━━━ Given passage
In a bid to get the bill establishing a national Environmental Protection Agency (EPA) through the parliament, the federal government is considering abandoning a plan for the body to independently handle development decisions.
Instead the EPA would be limited to essentially an environment cop on the beat role, ensuring compliance with laws rather than ruling on proposed projects.
Climate groups and the Greens have urged Labor not to weaken the proposed agency, while the Coalition has vowed to scrutinise any new laws to ensure they “deliver on the need for more projects and jobs in Australia.
Coalition environment spokesman Jonno Duniam said Labor’s “hapless and hopeless” record on environmental law “speaks for itself,” criticising the government’s delayed legislation.
“The Environment Minister still hasn’t delivered updated national environmental laws, as was promised,” he said.
“All that is being proposed now is a new bureaucracy in the form of a federal EPA to administer these broken laws.”
Mr Duniam said the Coalition would consider any legislation that comes to the parliament, including scrutinising “how it will deliver on the need for more projects and jobs in Australia”.
“The Labor Government are anti-development, anti-mining and anti-jobs – and this is epitomised by their entire Nature Positive agenda,” he said.
Greens environment spokeswoman Sarah Hanson-Young said Labor’s back down would be the “final nail in the coffin” for the government’s environmental credibility.
“Yet another cave-in to polluting corporations will accelerate extinction, fuel the climate crisis and destroy critical habitat for endangered species like our precious koala,” she said.
Climate Council head of policy and advocacy Dr Jennifer Rayner said it seemed Australia’s nature would be “left vulnerable with a weak environment protection agency”.
“The Albanese Government must commit to a clear, specific package of nature law reforms – with climate at its heart – and release this before the next election so everyone knows where they stand,” she said.
The criticism of Labor was sparked by comments from Anthony Albanese, who told The West Australian the government was considering making the EPA responsible “compliance only”.
“That enables the legislation to get through the parliament, but we’re talking with not just the Coalition but crossbenchers as well about that to see if we can get agreement,” he said.
Environment Minister Tanya Plibersek on Monday said Labor needed support in the Senate to fix Australia’s environmental laws, which “aren’t working” for business or to protect nature.
“All the way through, we’ve been saying that if there are sensible suggestions made by the Greens or the crossbench or the Liberals or the Nationals to win their support, we’re happy to look at those changes,” she said.
“I’ve said all along that this was going to take common sense and compromise and cooperation, and that’s what we’re prepared to do.”
Business groups have previously raised concerns about giving an EPA powers to decide if development projects go ahead, and had urged Labor to reconsider this aspect of the proposal.
━━━━━━
Directive 1
From the entries below, pull out every line containing the word "person" and copy each one.
━━━ Record extracts
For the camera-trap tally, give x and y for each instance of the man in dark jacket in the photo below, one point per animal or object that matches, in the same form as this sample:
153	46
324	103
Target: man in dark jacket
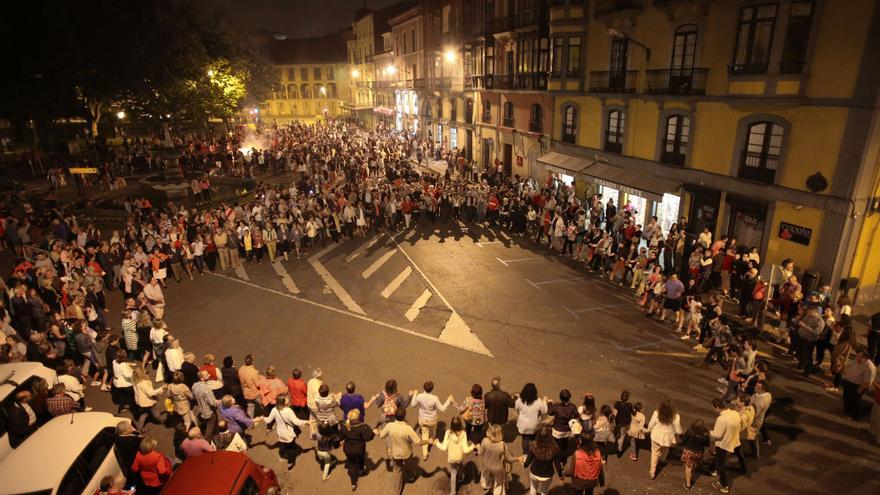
498	403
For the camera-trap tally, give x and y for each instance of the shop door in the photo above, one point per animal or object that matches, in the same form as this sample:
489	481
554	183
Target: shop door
747	226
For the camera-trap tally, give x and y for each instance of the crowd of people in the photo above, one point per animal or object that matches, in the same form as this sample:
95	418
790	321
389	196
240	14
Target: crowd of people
349	182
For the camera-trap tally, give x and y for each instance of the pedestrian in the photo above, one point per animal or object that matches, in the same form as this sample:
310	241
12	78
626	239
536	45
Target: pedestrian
542	460
726	435
531	411
456	445
286	424
585	466
695	441
664	426
355	435
401	439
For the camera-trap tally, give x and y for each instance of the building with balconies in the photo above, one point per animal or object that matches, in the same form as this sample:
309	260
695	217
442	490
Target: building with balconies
757	120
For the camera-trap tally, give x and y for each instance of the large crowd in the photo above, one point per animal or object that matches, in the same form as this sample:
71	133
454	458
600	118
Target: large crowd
346	183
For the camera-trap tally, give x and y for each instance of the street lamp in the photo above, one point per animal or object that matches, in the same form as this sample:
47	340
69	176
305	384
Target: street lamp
623	36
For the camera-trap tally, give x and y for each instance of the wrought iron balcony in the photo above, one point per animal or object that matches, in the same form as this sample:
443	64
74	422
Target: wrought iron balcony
530	81
613	81
676	81
751	68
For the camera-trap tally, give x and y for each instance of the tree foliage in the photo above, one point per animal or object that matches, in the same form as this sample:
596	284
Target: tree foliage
152	58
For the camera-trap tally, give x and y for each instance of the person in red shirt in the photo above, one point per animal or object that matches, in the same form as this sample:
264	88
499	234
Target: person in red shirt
298	394
153	467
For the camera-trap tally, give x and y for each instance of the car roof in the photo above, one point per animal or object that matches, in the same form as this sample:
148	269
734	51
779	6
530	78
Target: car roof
60	442
211	472
13	374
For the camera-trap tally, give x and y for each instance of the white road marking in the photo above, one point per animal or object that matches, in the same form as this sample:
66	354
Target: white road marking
378	264
353	315
538	284
286	279
399	279
456	332
359	251
241	273
413	312
332	283
507	262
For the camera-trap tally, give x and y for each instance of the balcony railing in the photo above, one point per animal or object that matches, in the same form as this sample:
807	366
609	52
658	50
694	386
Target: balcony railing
531	81
676	81
759	167
613	81
752	68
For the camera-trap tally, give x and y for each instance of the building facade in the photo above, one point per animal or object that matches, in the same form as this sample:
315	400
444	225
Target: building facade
313	79
753	119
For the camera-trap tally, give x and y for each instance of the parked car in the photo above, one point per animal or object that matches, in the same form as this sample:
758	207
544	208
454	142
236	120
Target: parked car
69	455
222	472
15	377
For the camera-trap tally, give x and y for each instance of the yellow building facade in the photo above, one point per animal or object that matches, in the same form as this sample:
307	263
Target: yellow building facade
757	120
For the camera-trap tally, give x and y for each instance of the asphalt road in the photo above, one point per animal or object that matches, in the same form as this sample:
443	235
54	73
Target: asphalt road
459	307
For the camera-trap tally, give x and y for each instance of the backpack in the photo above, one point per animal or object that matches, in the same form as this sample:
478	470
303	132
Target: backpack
587	466
389	405
478	411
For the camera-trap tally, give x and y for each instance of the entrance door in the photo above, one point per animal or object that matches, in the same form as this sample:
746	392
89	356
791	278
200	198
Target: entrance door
487	165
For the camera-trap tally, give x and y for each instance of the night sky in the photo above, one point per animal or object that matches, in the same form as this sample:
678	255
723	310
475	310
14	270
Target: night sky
295	18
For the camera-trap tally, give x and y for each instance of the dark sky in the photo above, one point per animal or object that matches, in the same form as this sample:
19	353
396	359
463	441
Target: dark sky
296	18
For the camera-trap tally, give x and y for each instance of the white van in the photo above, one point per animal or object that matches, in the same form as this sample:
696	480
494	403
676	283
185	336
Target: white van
67	456
15	377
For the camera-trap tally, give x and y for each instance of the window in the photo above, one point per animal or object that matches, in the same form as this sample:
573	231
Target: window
614	131
794	51
508	114
684	49
536	118
753	39
763	146
87	464
556	59
573	68
675	141
569	124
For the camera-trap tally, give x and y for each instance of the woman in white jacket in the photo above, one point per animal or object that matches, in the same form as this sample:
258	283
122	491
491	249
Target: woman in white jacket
665	424
456	446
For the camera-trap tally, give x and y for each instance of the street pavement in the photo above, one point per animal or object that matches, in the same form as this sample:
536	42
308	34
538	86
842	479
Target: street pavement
458	306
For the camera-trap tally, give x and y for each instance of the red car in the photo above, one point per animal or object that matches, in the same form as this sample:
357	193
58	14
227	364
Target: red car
224	473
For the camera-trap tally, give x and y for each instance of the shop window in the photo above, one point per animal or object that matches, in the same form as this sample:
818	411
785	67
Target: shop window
675	140
569	124
536	119
754	37
763	147
794	50
508	114
614	131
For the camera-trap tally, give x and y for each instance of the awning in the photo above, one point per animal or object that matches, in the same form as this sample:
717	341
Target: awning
630	181
563	164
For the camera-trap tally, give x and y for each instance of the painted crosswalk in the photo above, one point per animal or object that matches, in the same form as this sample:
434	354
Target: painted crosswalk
395	284
378	264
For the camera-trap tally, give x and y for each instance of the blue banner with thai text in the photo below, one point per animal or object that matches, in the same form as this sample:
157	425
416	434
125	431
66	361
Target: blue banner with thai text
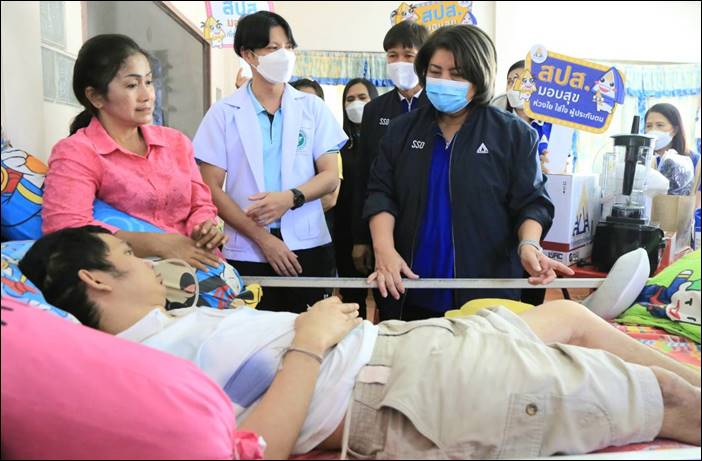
569	91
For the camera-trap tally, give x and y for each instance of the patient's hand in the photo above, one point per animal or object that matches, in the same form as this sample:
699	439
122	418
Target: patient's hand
182	247
389	268
325	324
541	268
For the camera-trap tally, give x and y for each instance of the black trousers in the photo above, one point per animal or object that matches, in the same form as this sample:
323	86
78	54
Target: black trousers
315	262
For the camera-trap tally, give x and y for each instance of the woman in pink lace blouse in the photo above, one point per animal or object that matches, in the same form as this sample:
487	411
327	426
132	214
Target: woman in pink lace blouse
114	154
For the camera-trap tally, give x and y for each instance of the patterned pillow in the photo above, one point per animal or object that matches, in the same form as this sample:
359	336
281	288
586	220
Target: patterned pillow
17	286
21	197
22	191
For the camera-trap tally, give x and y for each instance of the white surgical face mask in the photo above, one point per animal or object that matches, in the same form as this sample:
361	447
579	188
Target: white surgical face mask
402	75
514	100
663	138
355	111
276	67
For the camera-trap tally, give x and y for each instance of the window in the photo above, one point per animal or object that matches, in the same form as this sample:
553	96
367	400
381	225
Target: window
57	64
181	56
━━━━━━
Directive 2
In the article on the proposed federal EPA, who is named as the Climate Council's head of policy and advocacy?

Correct response 1
For the camera-trap tally, give x and y for each instance of the person in red shirt in the photo above, one point per animal or object that matches, in the same form as this sample:
Target: person in red shirt

Correct response 2
Dr Jennifer Rayner